[[ RECORDS FOR THE TASK open ]]

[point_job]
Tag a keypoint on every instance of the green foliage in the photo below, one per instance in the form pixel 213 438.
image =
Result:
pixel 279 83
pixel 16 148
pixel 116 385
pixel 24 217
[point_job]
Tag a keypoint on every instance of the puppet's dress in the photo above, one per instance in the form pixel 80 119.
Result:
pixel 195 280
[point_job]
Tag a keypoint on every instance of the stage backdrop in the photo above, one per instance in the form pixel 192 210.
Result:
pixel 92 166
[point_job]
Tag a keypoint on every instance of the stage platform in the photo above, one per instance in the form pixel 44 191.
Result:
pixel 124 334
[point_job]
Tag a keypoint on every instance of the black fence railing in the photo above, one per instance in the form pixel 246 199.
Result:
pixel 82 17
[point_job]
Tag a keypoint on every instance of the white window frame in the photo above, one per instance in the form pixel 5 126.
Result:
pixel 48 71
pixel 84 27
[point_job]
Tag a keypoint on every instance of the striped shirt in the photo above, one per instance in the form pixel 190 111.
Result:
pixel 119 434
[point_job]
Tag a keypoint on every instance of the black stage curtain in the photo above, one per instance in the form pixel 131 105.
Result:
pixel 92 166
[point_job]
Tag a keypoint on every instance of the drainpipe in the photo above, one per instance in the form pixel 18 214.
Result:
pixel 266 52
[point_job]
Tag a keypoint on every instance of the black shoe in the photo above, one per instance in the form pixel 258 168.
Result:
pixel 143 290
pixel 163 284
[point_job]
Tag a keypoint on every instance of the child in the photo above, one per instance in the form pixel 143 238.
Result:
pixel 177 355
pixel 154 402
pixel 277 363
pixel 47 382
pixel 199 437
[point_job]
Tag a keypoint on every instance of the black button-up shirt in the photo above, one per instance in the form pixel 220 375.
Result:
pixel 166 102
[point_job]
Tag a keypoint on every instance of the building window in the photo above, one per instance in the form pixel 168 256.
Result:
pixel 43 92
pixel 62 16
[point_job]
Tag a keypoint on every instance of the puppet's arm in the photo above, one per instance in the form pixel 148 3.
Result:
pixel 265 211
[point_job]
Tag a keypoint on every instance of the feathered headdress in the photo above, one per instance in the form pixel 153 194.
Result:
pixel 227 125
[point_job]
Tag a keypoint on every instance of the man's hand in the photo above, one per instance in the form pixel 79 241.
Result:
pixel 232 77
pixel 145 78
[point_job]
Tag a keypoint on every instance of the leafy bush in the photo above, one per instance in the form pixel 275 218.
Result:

[[ RECORDS FOR THE TASK closed ]]

**TASK STATEMENT:**
Search the records for the string "black", and copy every line that holds it.

**ANSWER BELOW:**
Tag a keypoint on every instance of the black fence railing in the photo above, one per instance in the form pixel 246 199.
Tag a keypoint on every instance of the black stage curtain in the photo above, one per instance in the form pixel 131 105.
Tag a keypoint on every instance of the black shoe in the photo above, one per instance in the form pixel 258 168.
Tag a keypoint on every instance of the black button-up shirt in the photo above, one per instance in the form pixel 220 375.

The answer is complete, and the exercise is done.